» Short problem
Please pull out each line of the data below that contains the string "capybara", and copy those lines unchanged.

» Data provided
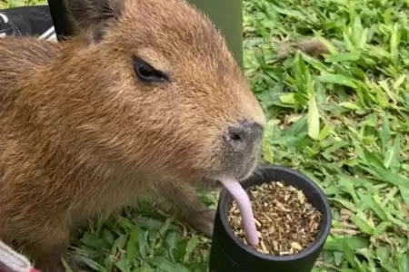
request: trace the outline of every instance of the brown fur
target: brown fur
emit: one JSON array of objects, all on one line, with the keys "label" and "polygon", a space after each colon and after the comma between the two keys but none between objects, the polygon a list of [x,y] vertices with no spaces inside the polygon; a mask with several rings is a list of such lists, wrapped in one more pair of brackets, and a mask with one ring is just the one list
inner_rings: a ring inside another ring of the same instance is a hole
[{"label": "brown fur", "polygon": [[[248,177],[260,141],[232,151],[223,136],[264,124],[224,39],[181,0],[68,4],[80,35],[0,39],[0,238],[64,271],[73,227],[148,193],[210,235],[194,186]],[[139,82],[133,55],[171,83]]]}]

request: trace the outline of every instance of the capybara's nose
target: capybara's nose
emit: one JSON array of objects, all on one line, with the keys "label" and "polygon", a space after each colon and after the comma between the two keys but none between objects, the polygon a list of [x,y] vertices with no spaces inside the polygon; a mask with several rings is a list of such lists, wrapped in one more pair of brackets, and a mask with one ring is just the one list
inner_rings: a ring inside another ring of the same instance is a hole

--

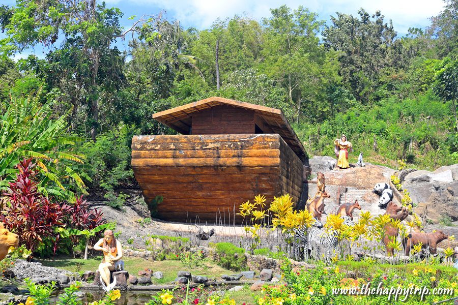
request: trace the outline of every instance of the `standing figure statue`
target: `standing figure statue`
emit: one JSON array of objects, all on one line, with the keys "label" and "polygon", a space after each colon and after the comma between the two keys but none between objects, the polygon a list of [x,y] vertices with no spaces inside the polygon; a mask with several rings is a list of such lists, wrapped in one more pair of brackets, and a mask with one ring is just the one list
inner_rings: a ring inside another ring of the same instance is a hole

» Result of this task
request: trace the outline of every instance of the capybara's nose
target: capybara's nose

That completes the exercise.